[VORLIEGENDER TEXT]

Die reale Fragmentierung der Bewegungen, die
sich hierin spiegelt, erklärte Bensaïd aus einer Kombination langfristiger und konjunktureller
Entwicklungen. Auf der einen Seite stünden dabei die allseits bekannten Prozesse einer zunehmend
komplexeren Arbeitsteilung bei gleichzeitigem Abbau des Sozialstaats, was zu einer Schwächung des
Klassenbewusstseins und zunehmender Individualisierung geführt habe. Auf der anderen Seite stehe ein
Zyklus von Niederlagen der letzten zwanzig Jahre, wie etwa beim englischen Bergarbeiterstreik Mitte der
80er Jahre oder bei der Verteidigung der gleitenden Lohnskala in Italien.

[Zeilen aus einem Datensatz]

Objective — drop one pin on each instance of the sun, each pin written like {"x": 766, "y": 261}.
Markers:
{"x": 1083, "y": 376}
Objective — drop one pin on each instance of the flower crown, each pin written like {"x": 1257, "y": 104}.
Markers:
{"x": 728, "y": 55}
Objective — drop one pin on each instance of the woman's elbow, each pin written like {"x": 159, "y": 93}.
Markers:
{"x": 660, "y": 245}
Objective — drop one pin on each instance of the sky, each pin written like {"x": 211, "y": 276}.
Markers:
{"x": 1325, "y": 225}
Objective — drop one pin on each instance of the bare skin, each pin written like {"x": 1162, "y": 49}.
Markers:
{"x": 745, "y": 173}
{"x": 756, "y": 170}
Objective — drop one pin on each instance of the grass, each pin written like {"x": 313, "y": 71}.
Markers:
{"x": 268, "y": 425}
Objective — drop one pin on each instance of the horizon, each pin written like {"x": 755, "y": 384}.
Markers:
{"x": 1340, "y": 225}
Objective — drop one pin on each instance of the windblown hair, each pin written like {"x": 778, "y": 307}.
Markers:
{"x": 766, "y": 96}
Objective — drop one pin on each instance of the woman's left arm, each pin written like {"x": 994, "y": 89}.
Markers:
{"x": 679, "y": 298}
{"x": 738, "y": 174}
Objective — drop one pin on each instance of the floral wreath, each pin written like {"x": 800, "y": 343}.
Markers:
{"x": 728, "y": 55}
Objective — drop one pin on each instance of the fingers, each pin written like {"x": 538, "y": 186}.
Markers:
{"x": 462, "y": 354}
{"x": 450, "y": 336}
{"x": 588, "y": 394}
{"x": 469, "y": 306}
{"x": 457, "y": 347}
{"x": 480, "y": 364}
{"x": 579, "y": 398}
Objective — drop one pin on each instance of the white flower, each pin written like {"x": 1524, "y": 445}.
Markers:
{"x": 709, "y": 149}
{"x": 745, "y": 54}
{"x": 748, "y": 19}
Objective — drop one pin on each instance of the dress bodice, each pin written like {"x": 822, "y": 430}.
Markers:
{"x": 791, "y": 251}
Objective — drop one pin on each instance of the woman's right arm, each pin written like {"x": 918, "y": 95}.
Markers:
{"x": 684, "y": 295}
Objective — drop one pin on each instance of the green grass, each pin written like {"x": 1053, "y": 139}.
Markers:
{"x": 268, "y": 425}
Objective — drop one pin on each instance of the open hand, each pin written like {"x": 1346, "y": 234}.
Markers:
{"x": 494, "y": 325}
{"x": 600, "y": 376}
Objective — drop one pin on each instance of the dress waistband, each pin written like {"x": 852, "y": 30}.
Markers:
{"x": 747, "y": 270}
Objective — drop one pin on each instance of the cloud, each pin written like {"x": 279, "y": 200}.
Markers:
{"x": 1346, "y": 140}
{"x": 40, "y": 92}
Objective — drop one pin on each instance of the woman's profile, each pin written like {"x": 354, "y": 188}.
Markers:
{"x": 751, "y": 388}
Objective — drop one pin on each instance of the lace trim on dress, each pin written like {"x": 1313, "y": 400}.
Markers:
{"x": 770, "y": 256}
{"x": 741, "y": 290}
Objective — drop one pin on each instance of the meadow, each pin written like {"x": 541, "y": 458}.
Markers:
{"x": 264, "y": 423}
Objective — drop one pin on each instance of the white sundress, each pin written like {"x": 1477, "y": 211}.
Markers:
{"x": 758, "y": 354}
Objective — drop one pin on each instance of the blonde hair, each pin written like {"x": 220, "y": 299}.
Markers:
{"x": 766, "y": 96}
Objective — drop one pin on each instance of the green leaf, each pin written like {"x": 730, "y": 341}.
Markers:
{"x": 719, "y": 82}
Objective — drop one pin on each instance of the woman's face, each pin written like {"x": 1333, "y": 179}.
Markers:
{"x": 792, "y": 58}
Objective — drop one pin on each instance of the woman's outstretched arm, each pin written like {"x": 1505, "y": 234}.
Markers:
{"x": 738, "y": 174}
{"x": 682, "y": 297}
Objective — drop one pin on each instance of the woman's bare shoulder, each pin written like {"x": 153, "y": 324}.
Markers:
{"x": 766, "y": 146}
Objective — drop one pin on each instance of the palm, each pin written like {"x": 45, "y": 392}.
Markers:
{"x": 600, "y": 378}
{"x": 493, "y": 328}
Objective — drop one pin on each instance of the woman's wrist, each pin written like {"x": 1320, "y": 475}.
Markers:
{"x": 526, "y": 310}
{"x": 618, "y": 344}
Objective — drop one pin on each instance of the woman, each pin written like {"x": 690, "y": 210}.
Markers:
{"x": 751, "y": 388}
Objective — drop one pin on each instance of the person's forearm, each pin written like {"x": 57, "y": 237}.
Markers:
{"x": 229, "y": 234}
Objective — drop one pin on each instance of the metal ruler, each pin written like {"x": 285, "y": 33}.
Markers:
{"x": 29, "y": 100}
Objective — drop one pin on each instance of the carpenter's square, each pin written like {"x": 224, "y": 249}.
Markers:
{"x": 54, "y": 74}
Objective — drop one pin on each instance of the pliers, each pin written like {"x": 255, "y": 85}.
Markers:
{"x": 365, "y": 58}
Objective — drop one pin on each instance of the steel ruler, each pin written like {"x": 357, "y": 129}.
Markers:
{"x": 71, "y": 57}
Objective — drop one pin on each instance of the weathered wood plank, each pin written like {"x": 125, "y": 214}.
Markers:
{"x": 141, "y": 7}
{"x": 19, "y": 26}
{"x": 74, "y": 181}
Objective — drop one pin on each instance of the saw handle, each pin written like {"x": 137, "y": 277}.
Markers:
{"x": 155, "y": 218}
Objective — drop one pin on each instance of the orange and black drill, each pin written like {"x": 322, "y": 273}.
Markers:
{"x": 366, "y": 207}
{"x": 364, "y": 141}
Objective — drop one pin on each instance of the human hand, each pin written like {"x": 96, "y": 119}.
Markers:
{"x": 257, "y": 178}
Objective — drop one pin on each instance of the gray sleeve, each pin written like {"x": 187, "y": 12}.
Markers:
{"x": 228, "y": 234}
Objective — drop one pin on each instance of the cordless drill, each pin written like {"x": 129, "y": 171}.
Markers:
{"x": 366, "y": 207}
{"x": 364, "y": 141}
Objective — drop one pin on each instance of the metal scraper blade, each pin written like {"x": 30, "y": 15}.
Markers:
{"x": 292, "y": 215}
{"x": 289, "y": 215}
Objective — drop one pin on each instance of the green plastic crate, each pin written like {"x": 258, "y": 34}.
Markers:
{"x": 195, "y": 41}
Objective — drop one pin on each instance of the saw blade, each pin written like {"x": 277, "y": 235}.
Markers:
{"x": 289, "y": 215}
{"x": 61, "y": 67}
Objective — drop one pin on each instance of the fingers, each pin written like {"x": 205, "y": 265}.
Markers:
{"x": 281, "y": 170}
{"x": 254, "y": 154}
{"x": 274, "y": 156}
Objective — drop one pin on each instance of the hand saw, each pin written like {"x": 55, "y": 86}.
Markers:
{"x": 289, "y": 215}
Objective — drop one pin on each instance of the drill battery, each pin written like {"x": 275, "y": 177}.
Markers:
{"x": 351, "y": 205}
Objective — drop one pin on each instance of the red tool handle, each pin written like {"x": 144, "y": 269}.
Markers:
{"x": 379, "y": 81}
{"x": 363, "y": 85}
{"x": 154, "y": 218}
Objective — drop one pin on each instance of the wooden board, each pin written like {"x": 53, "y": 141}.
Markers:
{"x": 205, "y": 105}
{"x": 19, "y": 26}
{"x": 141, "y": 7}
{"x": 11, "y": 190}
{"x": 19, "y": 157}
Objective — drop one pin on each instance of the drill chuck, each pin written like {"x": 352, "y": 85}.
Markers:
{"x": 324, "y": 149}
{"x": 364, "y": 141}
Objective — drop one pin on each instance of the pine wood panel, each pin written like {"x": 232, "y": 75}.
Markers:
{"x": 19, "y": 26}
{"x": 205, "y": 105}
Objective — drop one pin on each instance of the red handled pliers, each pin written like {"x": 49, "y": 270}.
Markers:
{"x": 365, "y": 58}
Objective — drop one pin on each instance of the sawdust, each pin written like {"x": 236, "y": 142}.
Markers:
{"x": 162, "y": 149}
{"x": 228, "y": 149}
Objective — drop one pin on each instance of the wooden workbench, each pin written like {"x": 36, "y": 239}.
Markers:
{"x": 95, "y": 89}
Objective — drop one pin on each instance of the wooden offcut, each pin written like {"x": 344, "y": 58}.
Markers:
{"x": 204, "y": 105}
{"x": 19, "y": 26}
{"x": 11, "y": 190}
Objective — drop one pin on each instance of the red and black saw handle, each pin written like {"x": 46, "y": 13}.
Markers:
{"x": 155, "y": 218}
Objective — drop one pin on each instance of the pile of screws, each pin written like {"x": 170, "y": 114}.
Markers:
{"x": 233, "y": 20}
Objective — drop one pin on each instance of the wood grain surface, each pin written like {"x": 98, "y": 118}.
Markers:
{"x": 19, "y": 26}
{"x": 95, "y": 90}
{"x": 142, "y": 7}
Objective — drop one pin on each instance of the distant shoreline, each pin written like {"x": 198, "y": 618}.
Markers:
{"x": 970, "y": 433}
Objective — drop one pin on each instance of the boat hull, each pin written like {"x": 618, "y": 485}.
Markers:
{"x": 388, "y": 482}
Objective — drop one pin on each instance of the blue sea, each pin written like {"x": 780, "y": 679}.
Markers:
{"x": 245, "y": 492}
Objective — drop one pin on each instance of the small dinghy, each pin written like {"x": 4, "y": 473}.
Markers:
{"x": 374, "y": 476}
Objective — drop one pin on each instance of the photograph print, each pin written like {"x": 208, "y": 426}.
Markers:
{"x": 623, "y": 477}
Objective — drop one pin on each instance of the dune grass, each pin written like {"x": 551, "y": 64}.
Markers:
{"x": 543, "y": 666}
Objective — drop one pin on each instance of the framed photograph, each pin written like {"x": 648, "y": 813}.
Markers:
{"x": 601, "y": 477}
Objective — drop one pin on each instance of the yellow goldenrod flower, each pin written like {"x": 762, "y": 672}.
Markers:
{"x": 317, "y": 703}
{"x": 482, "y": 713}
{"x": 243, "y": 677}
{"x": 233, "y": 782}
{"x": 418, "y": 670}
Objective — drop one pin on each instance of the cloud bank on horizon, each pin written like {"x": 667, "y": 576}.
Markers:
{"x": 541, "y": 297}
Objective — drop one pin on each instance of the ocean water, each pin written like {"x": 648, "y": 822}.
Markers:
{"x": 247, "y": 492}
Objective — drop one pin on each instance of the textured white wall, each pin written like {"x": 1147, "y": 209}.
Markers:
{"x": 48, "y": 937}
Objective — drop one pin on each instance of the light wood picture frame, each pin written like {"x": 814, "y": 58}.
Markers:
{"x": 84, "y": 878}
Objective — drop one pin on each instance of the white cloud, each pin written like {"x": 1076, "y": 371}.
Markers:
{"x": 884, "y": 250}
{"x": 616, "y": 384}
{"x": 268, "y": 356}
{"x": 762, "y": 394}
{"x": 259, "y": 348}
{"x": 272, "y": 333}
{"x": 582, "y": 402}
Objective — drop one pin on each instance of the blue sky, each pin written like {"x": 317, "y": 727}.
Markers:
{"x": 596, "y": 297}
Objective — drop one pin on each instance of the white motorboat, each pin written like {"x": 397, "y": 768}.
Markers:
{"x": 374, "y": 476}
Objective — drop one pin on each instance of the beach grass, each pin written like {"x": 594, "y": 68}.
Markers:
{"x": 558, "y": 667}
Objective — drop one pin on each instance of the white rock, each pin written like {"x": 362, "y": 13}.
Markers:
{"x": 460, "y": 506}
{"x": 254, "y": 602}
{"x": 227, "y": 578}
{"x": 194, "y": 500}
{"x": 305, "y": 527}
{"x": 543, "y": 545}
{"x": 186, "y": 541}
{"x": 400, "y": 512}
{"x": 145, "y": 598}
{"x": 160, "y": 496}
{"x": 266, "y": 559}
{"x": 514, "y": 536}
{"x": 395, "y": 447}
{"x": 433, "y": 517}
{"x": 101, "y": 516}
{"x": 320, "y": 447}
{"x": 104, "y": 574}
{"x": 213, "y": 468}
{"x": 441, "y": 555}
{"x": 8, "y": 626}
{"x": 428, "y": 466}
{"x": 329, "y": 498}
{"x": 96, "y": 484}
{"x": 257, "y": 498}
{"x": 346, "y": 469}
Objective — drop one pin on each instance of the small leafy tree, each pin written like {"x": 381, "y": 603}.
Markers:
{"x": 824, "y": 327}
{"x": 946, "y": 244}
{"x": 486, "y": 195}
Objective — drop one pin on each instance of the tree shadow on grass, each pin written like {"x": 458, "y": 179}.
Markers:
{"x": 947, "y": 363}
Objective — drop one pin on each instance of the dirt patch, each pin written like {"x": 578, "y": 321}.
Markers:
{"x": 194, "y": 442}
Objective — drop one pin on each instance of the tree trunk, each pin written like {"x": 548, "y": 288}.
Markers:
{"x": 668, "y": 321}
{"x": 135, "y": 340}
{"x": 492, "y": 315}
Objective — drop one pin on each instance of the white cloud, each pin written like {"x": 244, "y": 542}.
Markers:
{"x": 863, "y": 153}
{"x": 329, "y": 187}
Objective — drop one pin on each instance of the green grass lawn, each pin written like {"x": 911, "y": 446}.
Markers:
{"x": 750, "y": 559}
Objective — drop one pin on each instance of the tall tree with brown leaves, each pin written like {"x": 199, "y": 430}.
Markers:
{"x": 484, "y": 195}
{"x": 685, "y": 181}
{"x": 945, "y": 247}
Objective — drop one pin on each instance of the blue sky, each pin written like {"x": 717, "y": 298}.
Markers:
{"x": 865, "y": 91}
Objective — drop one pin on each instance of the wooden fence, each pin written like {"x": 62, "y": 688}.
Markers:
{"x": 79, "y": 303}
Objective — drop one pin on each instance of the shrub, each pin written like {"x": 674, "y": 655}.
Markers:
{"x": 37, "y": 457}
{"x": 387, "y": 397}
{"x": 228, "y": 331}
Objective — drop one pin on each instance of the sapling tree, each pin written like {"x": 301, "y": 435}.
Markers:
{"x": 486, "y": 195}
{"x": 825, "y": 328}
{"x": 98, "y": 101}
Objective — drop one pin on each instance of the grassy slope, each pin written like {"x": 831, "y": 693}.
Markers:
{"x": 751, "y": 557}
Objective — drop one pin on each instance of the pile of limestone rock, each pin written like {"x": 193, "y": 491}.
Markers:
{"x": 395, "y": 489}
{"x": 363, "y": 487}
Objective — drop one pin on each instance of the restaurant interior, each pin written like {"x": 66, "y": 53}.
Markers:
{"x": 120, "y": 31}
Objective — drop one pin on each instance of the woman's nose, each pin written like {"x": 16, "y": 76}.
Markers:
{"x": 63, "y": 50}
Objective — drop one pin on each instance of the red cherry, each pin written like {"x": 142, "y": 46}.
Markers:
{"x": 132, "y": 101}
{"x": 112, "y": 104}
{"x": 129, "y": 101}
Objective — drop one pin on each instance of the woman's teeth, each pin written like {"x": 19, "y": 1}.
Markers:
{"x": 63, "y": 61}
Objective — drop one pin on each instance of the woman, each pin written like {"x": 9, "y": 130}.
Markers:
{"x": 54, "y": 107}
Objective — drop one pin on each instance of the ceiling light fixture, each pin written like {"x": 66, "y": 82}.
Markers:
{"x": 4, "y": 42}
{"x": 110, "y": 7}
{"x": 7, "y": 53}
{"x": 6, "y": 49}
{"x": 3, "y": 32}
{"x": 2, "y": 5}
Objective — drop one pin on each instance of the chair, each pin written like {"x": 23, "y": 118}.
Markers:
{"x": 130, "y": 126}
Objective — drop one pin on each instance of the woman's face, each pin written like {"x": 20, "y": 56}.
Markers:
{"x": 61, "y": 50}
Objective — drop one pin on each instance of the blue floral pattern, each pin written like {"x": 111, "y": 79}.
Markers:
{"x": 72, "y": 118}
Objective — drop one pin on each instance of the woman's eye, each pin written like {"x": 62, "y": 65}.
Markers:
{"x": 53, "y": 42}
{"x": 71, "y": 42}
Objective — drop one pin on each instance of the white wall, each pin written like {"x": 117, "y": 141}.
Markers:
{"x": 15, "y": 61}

[ZU ERLEDIGENDE AUFGABEN]
**a)** Sammle aus der Liste jede Zeile, in der das Wort "drill" vorkommt, und schreib diese Zeilen unverändert ab.
**b)** Nimm den Text über die Zersplitterung der Bewegungen wieder auf und schreib ihn nach seinem letzten Satz weiter.

[ANTWORTEN JE AUFGABE]
**a)**
Objective — drop one pin on each instance of the orange and black drill, each pin written like {"x": 322, "y": 273}.
Objective — drop one pin on each instance of the cordless drill, each pin written like {"x": 129, "y": 171}.
Objective — drop one pin on each instance of the drill battery, each pin written like {"x": 275, "y": 177}.
Objective — drop one pin on each instance of the drill chuck, each pin written like {"x": 352, "y": 85}.

**b)**
Die kritische politische Theorie hat in
unterschiedlicher Weise versucht, mit diesen Phänomenen umzugehen. Bourdieus Konzeptualisierung der
Heterogenität sozialer Felder hält Bensaïd durchaus für einen sinnvollen Ansatz. Allerdings
sei es gerade der Kapitalismus selbst, der langfristig die Bedingungen für eine zunehmende Konvergenz
der sozialen Bewegungen schaffe, wenn bspw. die allgemeine Durchsetzung der Warenwirtschaft lokale Kulturen
zerstöre. Hierdurch entstünden Möglichkeiten internationaler Zusammenarbeit, die nicht nur
auf gemeinsamen ethischen Werten, sondern auch auf einer gemeinsamen materiellen Basis aufbauen
könnten.
Wesentlich kritischer sah Bensaïd Hardt/Negris
Empire-Theorie. Theoriegeschichtlich handle es sich hierbei um eine Gegenreaktion auf den Operaismus der
70er Jahre mit seiner Fixierung auf die »traditionelle« Industriearbeiterschaft. In seinen
politischen Konsequenzen sei der Empire-Ansatz hochproblematisch, so etwa, wenn Negri die europäischen
Regierungen als Teil der »Multitude« im Gegensatz zum US-Empire verstehe und dabei
konsequenterweise bei der Befürwortung der europäischen Verfassung lande.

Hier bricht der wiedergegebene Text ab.